ARTICLE:
((

Check in binary array the number represented by a subarray is odd or even
Last Updated :
19 Sep, 2023
Given an array such that all its terms is either 0 or 1.You need to tell the number represented by a subarray a[l..r] is odd or even
Examples :
Input : arr = {1, 1, 0, 1}
l = 1, r = 3
Output : odd
number represented by arr[l...r] is
101 which 5 in decimal form which is
odd
Input : arr = {1, 1, 1, 1}
l = 0, r = 3
Output : odd
The important point to note here is all the odd numbers in binary form have 1 as their rightmost bit and all even numbers have 0 as their rightmost bit.
The reason is simple all other bits other than the rightmost bit have even values and the sum of even numbers is always even. Now the rightmost bit can have a value of either 1 or 0 as we know even + odd = odd so when the rightmost bit is 1 the number is odd and when it is 0 the number is even.
So to solve this problem we have to just check if a[r] is 0 or 1 and accordingly print odd or even
Implementation:
C++
#include<bits/stdc++.h>
using namespace std;
void checkEVENodd ( int arr[], int n, int l, int r)
{
if (arr[r] == 1)
cout << "odd" << endl;
else
cout << "even" << endl;
}
int main()

))

EXERCISE TASKS:
- 1) According to the article on binary subarrays, which single element decides whether the subarray's number is odd or even?
- 2) Recast the lines of the records as a JSON list of strings, one string per line and no blank lines, starting with the line with "the wooden wine" and going on through the line with "x=510 y=277".
The article and the records come from unrelated sources.

Labeled-object pointing entries:
((

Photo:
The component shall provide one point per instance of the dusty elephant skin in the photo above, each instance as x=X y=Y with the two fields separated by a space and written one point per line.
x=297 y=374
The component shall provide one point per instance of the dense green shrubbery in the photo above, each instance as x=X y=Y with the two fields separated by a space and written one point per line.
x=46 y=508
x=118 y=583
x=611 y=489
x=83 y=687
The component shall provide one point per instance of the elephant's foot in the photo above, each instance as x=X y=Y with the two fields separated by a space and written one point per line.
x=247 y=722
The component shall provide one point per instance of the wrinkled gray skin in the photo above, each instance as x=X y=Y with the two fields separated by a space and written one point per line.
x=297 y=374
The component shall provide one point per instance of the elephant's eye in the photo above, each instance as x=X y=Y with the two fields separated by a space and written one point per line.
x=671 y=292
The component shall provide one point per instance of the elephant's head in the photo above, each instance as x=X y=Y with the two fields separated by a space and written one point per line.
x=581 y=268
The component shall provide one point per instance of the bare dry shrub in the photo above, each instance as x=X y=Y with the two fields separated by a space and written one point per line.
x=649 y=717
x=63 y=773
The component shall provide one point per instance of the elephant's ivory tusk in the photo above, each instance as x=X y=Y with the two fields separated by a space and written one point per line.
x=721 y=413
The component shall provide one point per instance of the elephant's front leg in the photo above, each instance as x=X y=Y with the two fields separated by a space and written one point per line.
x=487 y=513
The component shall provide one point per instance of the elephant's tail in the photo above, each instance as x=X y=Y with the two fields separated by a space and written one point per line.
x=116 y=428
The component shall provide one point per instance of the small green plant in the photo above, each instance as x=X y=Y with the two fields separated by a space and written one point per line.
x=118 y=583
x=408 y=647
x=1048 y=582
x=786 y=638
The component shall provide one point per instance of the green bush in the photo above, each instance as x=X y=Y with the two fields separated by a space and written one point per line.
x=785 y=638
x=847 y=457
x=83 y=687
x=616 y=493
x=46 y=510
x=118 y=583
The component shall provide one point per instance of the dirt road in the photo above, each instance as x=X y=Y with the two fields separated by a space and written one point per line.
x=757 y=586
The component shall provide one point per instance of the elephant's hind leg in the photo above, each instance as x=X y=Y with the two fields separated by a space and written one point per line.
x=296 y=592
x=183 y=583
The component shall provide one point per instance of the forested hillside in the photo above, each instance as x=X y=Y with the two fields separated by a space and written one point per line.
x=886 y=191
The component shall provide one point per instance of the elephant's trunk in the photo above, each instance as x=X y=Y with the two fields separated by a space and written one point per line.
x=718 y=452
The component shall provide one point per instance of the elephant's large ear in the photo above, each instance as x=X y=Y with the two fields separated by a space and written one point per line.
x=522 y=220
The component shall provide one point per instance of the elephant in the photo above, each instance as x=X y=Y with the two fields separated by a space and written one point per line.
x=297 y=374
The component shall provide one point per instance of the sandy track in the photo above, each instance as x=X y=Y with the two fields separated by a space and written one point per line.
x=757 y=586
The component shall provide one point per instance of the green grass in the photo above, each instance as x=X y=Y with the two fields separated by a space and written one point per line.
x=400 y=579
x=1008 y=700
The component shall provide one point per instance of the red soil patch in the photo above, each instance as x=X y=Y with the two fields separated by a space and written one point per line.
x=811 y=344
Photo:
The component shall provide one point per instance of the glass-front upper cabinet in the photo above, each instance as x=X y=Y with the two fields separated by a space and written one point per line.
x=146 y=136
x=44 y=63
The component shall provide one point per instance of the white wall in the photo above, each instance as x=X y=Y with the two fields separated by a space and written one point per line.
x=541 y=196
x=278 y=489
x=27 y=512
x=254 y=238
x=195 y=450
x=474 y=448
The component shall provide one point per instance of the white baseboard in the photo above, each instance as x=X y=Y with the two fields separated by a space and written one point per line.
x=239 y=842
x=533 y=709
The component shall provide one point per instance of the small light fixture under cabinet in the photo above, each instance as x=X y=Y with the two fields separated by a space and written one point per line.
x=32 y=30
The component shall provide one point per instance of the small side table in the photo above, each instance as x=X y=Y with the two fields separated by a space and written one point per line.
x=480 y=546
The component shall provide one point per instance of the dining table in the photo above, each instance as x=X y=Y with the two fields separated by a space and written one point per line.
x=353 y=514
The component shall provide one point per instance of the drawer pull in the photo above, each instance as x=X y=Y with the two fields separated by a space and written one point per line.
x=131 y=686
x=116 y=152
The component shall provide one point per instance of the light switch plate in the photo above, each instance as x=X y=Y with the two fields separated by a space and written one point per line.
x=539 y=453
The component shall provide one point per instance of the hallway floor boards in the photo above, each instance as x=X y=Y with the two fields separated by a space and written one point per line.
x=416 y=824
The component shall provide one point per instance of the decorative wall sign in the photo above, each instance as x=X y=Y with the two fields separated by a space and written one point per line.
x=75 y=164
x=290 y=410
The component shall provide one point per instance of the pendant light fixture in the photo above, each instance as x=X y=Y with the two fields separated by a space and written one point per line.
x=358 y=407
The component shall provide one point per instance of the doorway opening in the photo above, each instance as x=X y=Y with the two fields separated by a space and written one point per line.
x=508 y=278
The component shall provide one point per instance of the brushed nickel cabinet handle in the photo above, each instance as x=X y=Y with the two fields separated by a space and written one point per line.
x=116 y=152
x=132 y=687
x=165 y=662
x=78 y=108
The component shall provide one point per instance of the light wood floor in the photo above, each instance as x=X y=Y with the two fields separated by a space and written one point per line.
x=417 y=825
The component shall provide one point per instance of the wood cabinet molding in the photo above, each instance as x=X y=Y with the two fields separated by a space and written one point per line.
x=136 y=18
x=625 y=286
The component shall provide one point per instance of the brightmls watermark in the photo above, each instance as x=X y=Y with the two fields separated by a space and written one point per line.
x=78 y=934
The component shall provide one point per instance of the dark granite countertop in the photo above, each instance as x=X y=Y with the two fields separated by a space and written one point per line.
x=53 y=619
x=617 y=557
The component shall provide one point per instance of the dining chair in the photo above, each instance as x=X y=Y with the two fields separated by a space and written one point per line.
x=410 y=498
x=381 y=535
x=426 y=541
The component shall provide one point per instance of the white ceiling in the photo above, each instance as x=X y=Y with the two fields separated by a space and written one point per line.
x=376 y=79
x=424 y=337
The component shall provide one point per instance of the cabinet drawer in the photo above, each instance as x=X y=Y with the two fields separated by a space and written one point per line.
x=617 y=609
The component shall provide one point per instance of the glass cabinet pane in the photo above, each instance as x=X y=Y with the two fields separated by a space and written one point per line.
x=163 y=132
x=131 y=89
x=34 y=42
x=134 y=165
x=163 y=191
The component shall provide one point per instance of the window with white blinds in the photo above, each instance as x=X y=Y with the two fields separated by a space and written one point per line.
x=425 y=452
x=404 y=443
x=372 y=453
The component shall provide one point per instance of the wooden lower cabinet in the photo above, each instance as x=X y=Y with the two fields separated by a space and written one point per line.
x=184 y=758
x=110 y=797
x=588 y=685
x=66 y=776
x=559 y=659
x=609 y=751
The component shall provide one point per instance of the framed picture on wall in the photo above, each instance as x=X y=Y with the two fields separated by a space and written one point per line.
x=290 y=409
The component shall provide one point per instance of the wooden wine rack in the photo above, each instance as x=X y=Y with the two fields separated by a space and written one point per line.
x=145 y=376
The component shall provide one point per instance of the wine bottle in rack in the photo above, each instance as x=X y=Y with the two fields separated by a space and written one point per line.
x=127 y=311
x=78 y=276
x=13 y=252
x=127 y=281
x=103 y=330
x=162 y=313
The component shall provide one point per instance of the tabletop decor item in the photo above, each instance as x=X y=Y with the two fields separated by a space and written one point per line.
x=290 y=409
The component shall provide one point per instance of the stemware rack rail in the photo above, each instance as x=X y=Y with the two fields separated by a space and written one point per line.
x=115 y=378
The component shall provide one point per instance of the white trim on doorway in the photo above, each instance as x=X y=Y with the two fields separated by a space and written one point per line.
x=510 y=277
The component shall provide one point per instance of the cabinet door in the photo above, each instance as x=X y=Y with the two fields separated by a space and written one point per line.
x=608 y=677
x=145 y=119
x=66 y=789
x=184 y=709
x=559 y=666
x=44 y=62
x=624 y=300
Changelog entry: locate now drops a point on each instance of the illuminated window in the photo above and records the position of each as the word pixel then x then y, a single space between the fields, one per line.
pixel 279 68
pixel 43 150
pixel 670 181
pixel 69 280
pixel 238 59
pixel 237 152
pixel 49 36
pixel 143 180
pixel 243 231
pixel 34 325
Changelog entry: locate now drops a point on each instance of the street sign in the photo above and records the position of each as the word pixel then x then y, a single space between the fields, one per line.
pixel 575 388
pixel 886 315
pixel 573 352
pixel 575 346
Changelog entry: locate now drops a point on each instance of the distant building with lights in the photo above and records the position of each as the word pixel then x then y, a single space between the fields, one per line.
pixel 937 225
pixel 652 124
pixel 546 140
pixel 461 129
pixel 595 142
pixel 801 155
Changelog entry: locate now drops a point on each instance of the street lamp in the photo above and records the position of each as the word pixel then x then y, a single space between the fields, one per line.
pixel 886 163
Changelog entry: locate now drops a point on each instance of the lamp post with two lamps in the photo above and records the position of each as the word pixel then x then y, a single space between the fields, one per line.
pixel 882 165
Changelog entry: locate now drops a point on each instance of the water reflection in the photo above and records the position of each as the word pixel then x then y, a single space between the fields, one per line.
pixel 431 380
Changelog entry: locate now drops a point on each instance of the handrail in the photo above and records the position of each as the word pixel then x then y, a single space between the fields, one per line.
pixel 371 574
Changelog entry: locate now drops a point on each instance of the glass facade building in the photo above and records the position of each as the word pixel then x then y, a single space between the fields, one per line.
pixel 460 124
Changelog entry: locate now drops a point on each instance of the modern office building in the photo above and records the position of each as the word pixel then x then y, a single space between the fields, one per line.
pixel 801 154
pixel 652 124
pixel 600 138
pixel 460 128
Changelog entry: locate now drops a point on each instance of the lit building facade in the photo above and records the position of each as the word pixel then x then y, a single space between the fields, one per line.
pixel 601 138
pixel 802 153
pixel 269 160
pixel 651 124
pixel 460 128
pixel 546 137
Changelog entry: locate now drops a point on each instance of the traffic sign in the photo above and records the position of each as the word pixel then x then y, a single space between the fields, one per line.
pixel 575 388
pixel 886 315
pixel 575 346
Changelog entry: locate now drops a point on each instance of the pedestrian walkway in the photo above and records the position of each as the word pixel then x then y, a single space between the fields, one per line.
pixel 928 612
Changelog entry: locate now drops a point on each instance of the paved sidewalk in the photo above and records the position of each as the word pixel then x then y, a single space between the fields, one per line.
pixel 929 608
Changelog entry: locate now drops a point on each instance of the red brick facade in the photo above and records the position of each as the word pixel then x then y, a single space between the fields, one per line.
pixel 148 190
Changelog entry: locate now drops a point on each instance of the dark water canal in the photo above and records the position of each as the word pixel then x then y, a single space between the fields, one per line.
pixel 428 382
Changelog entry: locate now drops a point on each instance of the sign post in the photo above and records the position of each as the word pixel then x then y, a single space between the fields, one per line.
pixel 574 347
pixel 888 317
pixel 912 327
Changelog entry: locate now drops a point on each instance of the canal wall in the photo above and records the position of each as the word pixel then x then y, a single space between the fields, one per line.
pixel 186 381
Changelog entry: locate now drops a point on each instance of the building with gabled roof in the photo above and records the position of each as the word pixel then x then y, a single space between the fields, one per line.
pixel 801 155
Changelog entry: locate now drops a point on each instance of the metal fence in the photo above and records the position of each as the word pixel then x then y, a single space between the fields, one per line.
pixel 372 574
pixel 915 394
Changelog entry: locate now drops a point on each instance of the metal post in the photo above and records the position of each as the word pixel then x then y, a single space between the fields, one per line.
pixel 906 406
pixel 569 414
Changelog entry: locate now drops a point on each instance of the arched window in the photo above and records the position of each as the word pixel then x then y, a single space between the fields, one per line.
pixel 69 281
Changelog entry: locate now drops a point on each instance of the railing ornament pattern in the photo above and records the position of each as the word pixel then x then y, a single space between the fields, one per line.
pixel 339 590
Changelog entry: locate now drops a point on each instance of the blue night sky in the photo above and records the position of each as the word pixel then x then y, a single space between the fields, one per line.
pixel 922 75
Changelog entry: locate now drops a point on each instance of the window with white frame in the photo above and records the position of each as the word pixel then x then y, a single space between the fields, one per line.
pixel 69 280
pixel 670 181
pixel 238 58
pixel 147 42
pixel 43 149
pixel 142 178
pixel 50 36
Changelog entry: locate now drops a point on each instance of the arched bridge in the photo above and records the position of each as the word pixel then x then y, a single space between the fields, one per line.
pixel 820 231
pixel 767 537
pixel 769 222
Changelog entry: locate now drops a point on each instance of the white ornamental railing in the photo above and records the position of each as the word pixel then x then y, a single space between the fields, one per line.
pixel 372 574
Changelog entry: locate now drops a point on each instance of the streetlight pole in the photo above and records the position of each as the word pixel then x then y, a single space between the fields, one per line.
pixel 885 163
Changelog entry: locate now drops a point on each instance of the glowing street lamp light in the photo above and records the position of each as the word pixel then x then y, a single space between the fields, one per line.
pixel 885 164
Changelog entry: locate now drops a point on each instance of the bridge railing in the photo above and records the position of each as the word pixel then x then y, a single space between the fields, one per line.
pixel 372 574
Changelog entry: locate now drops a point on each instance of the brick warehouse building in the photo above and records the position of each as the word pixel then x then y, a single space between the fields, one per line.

))

OUTPUTS BY TASK:
- 1) The element a[r]. If it is 1, the number is odd, and if it is 0, the number is even.

- 2)
[
  "The component shall provide one point per instance of the wooden wine rack in the photo above, each instance as x=X y=Y with the two fields separated by a space and written one point per line.",
  "x=145 y=376",
  "The component shall provide one point per instance of the wine bottle in rack in the photo above, each instance as x=X y=Y with the two fields separated by a space and written one point per line.",
  "x=127 y=311",
  "x=78 y=276",
  "x=13 y=252",
  "x=127 y=281",
  "x=103 y=330",
  "x=162 y=313",
  "The component shall provide one point per instance of the tabletop decor item in the photo above, each instance as x=X y=Y with the two fields separated by a space and written one point per line.",
  "x=290 y=409",
  "The component shall provide one point per instance of the stemware rack rail in the photo above, each instance as x=X y=Y with the two fields separated by a space and written one point per line.",
  "x=115 y=378",
  "The component shall provide one point per instance of the white trim on doorway in the photo above, each instance as x=X y=Y with the two fields separated by a space and written one point per line.",
  "x=510 y=277"
]